• **To do**: Please reproduce the listing in full, exactly as given.

● ● ● ●

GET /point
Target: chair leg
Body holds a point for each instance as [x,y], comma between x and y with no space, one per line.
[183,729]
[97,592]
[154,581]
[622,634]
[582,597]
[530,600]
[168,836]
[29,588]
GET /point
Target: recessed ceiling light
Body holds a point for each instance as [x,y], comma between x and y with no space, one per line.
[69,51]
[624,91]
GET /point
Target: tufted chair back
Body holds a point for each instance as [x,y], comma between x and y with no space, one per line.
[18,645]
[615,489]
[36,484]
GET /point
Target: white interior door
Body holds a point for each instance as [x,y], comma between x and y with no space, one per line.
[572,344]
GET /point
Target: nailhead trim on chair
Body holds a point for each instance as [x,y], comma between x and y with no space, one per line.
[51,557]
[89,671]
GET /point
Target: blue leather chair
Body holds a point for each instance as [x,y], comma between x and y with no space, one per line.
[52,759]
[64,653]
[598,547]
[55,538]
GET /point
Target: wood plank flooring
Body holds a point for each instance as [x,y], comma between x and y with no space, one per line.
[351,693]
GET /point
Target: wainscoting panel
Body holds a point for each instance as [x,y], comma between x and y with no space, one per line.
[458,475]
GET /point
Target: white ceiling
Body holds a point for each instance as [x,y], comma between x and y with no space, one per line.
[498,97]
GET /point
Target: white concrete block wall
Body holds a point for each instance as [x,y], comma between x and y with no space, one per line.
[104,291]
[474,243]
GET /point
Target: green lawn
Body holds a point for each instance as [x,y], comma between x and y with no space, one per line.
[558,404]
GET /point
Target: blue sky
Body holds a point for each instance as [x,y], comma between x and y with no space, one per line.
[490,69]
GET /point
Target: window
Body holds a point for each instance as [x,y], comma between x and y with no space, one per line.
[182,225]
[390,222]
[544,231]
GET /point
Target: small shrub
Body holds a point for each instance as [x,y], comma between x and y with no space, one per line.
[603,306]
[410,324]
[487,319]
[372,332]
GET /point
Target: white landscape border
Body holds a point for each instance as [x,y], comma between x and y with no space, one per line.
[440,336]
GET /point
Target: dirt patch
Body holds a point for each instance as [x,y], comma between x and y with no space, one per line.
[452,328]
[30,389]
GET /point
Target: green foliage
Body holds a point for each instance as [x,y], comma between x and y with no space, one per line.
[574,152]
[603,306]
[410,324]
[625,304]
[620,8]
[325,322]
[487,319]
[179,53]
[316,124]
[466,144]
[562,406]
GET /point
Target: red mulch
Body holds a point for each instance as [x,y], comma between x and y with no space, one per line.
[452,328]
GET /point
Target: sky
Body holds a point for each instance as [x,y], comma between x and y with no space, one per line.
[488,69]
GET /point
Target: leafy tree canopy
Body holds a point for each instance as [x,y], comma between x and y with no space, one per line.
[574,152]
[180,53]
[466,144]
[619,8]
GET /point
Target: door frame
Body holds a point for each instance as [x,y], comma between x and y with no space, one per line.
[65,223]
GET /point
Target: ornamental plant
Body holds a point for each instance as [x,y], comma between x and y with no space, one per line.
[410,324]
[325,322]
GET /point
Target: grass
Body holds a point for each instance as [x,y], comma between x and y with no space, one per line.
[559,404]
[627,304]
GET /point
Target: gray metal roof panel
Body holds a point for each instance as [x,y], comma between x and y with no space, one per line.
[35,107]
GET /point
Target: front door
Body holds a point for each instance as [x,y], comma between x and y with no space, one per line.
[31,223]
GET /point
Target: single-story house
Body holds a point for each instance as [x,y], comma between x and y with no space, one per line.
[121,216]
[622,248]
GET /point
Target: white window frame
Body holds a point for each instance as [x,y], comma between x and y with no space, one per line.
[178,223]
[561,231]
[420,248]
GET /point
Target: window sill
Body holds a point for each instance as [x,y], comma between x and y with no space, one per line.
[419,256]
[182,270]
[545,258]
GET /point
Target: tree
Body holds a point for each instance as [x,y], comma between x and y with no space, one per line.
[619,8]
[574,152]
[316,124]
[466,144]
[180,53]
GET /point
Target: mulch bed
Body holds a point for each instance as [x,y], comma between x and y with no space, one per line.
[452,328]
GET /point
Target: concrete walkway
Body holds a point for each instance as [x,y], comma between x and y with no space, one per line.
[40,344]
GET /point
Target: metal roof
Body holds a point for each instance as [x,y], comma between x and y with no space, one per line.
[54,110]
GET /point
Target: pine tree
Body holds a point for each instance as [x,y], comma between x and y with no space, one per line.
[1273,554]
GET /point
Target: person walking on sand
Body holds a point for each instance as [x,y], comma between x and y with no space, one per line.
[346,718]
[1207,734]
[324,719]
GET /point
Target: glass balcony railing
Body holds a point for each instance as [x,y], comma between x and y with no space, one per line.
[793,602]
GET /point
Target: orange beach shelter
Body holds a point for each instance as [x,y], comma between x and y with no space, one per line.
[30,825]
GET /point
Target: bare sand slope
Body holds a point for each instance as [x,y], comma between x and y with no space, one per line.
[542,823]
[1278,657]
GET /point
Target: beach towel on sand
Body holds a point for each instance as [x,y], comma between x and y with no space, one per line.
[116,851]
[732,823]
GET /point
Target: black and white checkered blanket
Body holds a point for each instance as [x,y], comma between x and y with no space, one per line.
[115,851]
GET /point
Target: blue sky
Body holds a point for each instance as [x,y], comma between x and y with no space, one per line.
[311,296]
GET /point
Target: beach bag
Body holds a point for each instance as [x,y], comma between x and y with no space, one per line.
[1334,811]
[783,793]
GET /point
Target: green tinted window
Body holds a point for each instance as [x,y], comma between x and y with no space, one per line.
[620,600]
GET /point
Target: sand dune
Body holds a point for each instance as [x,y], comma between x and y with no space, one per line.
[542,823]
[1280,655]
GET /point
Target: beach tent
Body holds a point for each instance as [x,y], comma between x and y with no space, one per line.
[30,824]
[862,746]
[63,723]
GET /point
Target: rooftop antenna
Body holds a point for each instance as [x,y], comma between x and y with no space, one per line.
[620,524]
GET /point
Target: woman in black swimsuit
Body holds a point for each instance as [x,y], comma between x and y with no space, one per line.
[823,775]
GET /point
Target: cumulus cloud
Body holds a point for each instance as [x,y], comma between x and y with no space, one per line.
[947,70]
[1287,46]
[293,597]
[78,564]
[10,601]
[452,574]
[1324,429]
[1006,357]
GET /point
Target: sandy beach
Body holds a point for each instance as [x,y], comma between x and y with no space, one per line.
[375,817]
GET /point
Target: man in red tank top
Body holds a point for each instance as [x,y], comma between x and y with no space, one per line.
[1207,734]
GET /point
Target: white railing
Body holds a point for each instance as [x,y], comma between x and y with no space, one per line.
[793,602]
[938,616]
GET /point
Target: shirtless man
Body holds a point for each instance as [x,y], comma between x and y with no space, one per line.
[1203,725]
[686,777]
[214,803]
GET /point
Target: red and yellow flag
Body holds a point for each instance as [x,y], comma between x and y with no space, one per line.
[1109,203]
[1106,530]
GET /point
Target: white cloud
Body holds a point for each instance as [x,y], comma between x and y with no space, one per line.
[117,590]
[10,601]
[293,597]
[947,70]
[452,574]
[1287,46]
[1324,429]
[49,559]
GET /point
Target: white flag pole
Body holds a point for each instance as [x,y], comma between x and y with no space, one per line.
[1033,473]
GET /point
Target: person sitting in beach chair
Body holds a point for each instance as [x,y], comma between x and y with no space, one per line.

● ● ● ●

• **Task output**:
GET /point
Target: chair leg
Body holds a point for each instance as [x,y], comma between x and y with no space, one per line.
[183,729]
[97,592]
[154,581]
[622,634]
[582,597]
[530,600]
[168,836]
[29,588]
GET /point
Target: recessed ceiling light
Body holds a point for each instance as [x,y], comma between x and y with no space, one per line.
[69,51]
[624,91]
GET /point
Target: tufted chair back
Body holds a point for each instance as [x,y], comma between x and y with no space, one per line.
[18,645]
[615,489]
[36,484]
GET /point
Target: white interior door
Body holds a point for each instance as [x,y], comma between x and y with no space, one per line.
[572,344]
GET /point
Target: nailhead trim on chair
Body holds a point for each instance as [x,y], comma between x and y with no space, one per line.
[51,557]
[89,671]
GET /point
Target: blue leather chair
Body holds a point for each instance as [x,y], comma between x and y with no space, one per line.
[52,759]
[64,653]
[598,547]
[55,538]
GET /point
Target: wood plank flooring
Body holds a point for each instance as [x,y], comma between x and y with no space, one per line.
[351,693]
GET /point
Target: wainscoting panel
Body holds a point for each instance as [x,y], comma between x and y with no space, one per line.
[458,475]
GET /point
Target: white ceiling
Body holds a point for each instance as [x,y], comma between x and y with no space, one per line.
[498,97]
GET /point
Target: white concrete block wall
Body holds a point for each instance as [x,y], comma between x and y with no space, one per line.
[104,291]
[474,243]
GET /point
Target: green lawn
Body holds a point for each instance as [x,y], comma between x and y with no space, one per line.
[558,404]
GET /point
Target: blue sky
Body holds a point for each instance as [x,y], comma between x and y with no space, one per line.
[490,69]
GET /point
Target: window
Body holds a point for each instance as [x,y], comma between x and y with no space, one per line.
[182,225]
[390,222]
[544,231]
GET /point
Target: small shrub
Body holds a point for each instance as [x,y], comma between x and y with no space, one per line.
[603,306]
[410,324]
[487,319]
[372,332]
GET /point
Target: white landscape border
Body holds a point for each instance as [x,y], comma between x and y with no space, one per line.
[440,336]
GET /point
Target: dirt patch
Body holds a point for each instance as [x,y], comma between x and y with no space, one per line.
[452,328]
[30,389]
GET /point
Target: green foliage
Body holds a point for each instance as [x,y], comma between x and y with no space, one per line.
[574,152]
[603,306]
[410,324]
[625,304]
[620,8]
[325,322]
[487,319]
[179,53]
[316,124]
[466,144]
[562,406]
GET /point
Target: red mulch
Body holds a point for each instance as [x,y], comma between x and y with no space, one per line.
[452,328]
GET /point
Target: sky
Body holds a point for each instance as [x,y], comma between x and y with no space, one per line.
[488,69]
GET /point
Target: leafy tree canopy
Body holds a point for each instance as [x,y], comma between x and y with no space, one per line.
[574,152]
[180,53]
[466,144]
[619,8]
GET /point
Target: door frame
Body holds a point for each instance as [x,y], comma between x and y with no space, one per line.
[65,223]
GET /point
Target: ornamental plant
Body holds a point for each instance as [x,y], comma between x and y with no space, one per line.
[410,324]
[325,322]
GET /point
Target: grass
Body holds a point for each instance as [x,y], comma between x and y with no space, one per line.
[559,404]
[627,304]
GET /point
Target: gray metal roof panel
Body holds a point for each instance as [x,y], comma between x and y with no space, one per line.
[35,107]
GET /point
Target: front door
Body holds a point for each instance as [x,y], comma between x and y with no space, one per line.
[31,223]
GET /point
Target: single-story house
Body holds a point for each instance as [x,y], comma between x and y with no space, one per line.
[121,216]
[622,248]
GET /point
Target: white window frame
Body holds a point for each instance as [x,y], comma between x and y with no space, one per line.
[178,223]
[561,231]
[420,248]
GET /point
Target: window sill
Body holds a point for each instance as [x,y], comma between x and y with no space, one per line.
[419,256]
[182,270]
[545,258]
GET /point
Target: tree
Body holds a point for each instance as [x,y], comma between x and y with no space, one per line.
[619,8]
[574,152]
[316,124]
[466,144]
[180,53]
GET /point
Target: mulch bed
Body holds a point for each instance as [x,y], comma between x and y with no space, one per line.
[452,328]
GET /point
Target: concrete walkway
Body holds a point for each instance as [x,y], comma between x and y with no space, one per line.
[40,344]
GET /point
Target: metal roof
Body holds a point for each instance as [x,y], comma between x and y with no space, one per line.
[54,110]
GET /point
Target: pine tree
Body holds a point for each instance as [x,y], comma between x and y with no space, one per line.
[1273,554]
GET /point
Target: person walking on sand
Body holds a point for each instance as [x,y], comma between x and y with no space, one per line.
[346,718]
[1207,734]
[324,719]
GET /point
Target: glass balcony railing
Body holds a point for each instance as [x,y], comma between x and y with no space, one per line.
[793,602]
GET /point
Target: orange beach shelter
Body holds a point for each instance as [x,y], comma between x and y with no space, one per line.
[30,825]
GET /point
Target: bare sand slope
Body holds a point for each instance as [x,y], comma between x and y with no space, one per line.
[542,823]
[1278,657]
GET /point
Target: beach towel on sand
Body holds a point for each instance as [x,y], comma between x and y with no space, one per line.
[116,851]
[732,823]
GET /point
Target: black and white checkered blanket
Body holds a point for each instance as [x,y], comma between x and y with no space, one per line.
[115,851]
GET /point
Target: blue sky
Body holds a point for each instance as [x,y], comma between x and y with no space, one per line.
[311,296]
GET /point
Target: beach bag
Body holds a point for each instance as [x,y], comma between x and y with no space, one per line.
[1334,811]
[783,793]
GET /point
Target: green tinted window
Body holds a point for each instance as [x,y], comma between x and y with no space, one per line.
[620,600]
GET /point
Target: sand dune
Body holds a point for each instance as [x,y], comma between x and y with no space, one per line.
[542,823]
[1280,655]
GET /point
Target: beach tent
Body holds a point for each instance as [x,y], comma between x and y with no space, one per line.
[30,824]
[862,746]
[63,723]
GET /point
Target: rooftop antenna
Body holds a point for each instance as [x,y], comma between x and y with no space, one per line.
[620,524]
GET /point
Target: woman in black swimsuit
Body holds a point for each instance as [x,y], comma between x and y with no space, one per line.
[823,775]
GET /point
Target: cumulus cloud
Body holds a point for each instance as [x,y], comma between x and y with no space, one per line.
[947,70]
[1287,46]
[293,597]
[78,564]
[10,601]
[452,574]
[1324,429]
[1006,357]
GET /point
Target: sandy beach
Body holds a point for each instance as [x,y], comma between x and y with no space, one per line.
[375,817]
GET /point
Target: man in red tank top
Body holds a point for each instance as [x,y], comma between x and y with no space, one per line.
[1207,734]
GET /point
Target: white railing
Body holds a point for each instance as [x,y], comma between x and y with no space, one per line.
[793,602]
[938,616]
GET /point
Target: shirtless man
Body holds a point for each instance as [x,y], comma between x and y with no space, one per line.
[1203,725]
[686,777]
[214,803]
GET /point
Target: red and yellow flag
Body holds a point for each instance as [x,y], comma between x and y with no space, one per line.
[1109,203]
[1106,530]
GET /point
Target: white cloud
Body holds a point for each instance as [x,y], comma between x and y with no space, one per line.
[117,590]
[10,601]
[293,597]
[947,70]
[452,574]
[1287,46]
[1324,429]
[49,559]
GET /point
Target: white flag pole
Body holds a point for each instance as [x,y], comma between x and y with no space, one per line.
[1033,473]
GET /point
Target: person sitting in beach chair
Body holds a point for each instance as [x,y], comma between x and y with no space, one per line.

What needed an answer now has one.